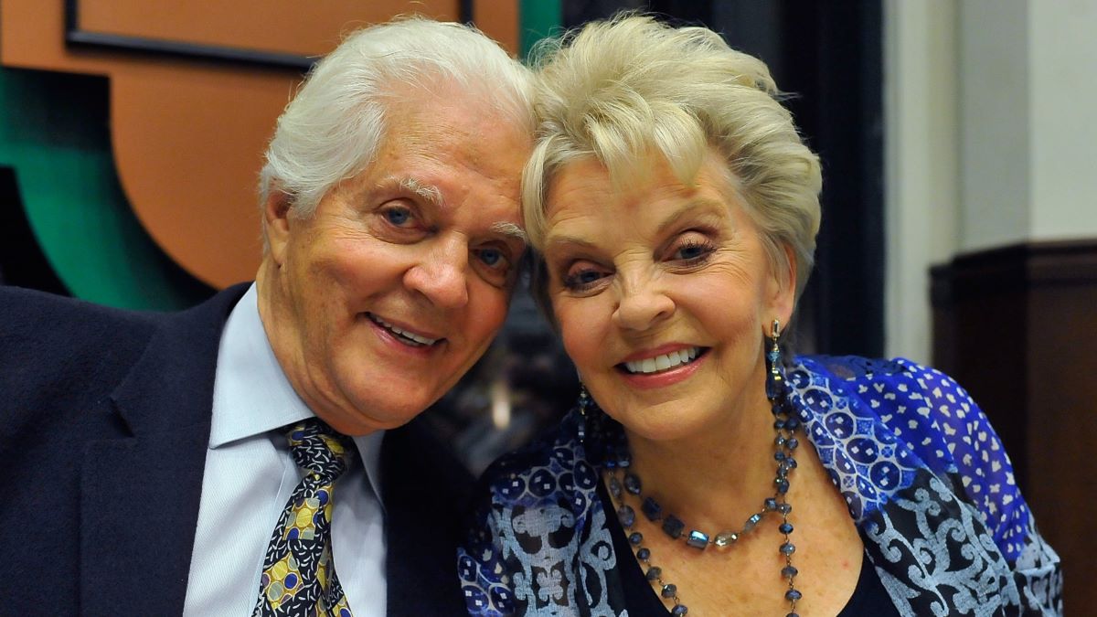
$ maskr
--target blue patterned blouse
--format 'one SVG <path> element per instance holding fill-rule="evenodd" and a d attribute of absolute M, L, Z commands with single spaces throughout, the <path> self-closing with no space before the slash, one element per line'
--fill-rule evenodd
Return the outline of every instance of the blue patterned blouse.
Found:
<path fill-rule="evenodd" d="M 948 375 L 909 360 L 800 357 L 790 401 L 900 615 L 1061 615 L 997 435 Z M 459 572 L 472 615 L 624 615 L 607 513 L 573 411 L 485 473 Z"/>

· · · · ·

What is asked.
Rescale the records above by rewriting all their lines, requests included, with each coordinate in the answers multiplied by 0.25 and rounded to a whole number, halves going up. Leave the pictures out.

Complete response.
$ maskr
--target blue patterned blouse
--format 'one SVG <path> element per instance holding fill-rule="evenodd" and a d attribute of absolute M, L, Z commands with single spaces throughout, the <path> self-closing with no space before the slash, one element per line'
--fill-rule evenodd
Return the outline of every instance of the blue patterned blouse.
Found:
<path fill-rule="evenodd" d="M 237 94 L 227 90 L 200 89 L 198 100 L 225 154 L 265 154 L 249 109 Z M 115 143 L 118 154 L 156 154 L 152 128 L 143 103 L 121 118 Z"/>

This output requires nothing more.